» Requirements:
**a)** In the forum thread, copy the passage starting with "## everydayupsanddowns (Jan" and going on through "forward to it.", substituting "postponed" for "cancelled".
**b)** List each distinct username that has a post in the forum thread.

» Text:
◇ ◇ ◇ ◇ ◇

# First 10k of the year



## Stitch147 (Jan 6, 2020)

Signed up to take part in this year winter Wander on Sunday 9th February. Hoping I should be ok doing 10k, I do about that on an average day at work! I'm hoping my foot will be ok to do my usual 25k by the time September gets here.


----------



## Chris Hobson (Jan 7, 2020)

Make sure that you do a bit more preparation than I did for my year opening event. Let us know how you got on.


----------



## SB2015 (Jan 7, 2020)

Stitch147 said:


> Signed up to take part in this year winter Wander on Sunday 9th February. Hoping I should be ok doing 10k, I do about that on an average day at work! I'm hoping my foot will be ok to do my usual 25k by the time September gets here.


Hoe it goes well @Stitch147


----------



## Grannylorraine (Jan 7, 2020)

Hope it goes well Stitch, if you do any other events during the year let me know and I will sign up, I can't do this one in Feb though as now in serious training for my first half marathon in March.


----------



## everydayupsanddowns (Jan 10, 2020)

Good for you @Stitch147 

Not long until February now!


----------



## Stitch147 (Feb 7, 2020)

Oh well. The event has now been cancelled for Sunday due to the weather. It's a shame as I was looking forward to it.


----------



## grovesy (Feb 7, 2020)

That is a disappointment.


----------



## Stitch147 (Feb 7, 2020)

grovesy said:


> That is a disappointment.


I can still earn my medal by doing a 10k walk during the week and submitting evidence.


----------



## grovesy (Feb 7, 2020)

oh that is good. Hope you can manage to do that.


----------



## Grannylorraine (Feb 8, 2020)

That is sad, but I do understand why, a number of my friends were doing the Winter run.  Hope you are able to get your virtual medal.


----------



## everydayupsanddowns (Feb 9, 2020)

Sorry to hear Storm Ciara put a kybosh on your event @Stitch147 

Hope you get more opportunities when the weather’s a little brighter.


----------

◇ ◇ ◇ ◇ ◇

» Supplied data:
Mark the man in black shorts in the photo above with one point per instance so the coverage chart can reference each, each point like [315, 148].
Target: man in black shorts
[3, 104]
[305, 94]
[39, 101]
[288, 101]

◇ ◇ ◇ ◇ ◇

» Solved problems:
**a)**
## everydayupsanddowns (Jan 10, 2020)

Good for you @Stitch147 

Not long until February now!


----------



## Stitch147 (Feb 7, 2020)

Oh well. The event has now been postponed for Sunday due to the weather. It's a shame as I was looking forward to it.

**b)**
Stitch147
Chris Hobson
SB2015
Grannylorraine
everydayupsanddowns
grovesy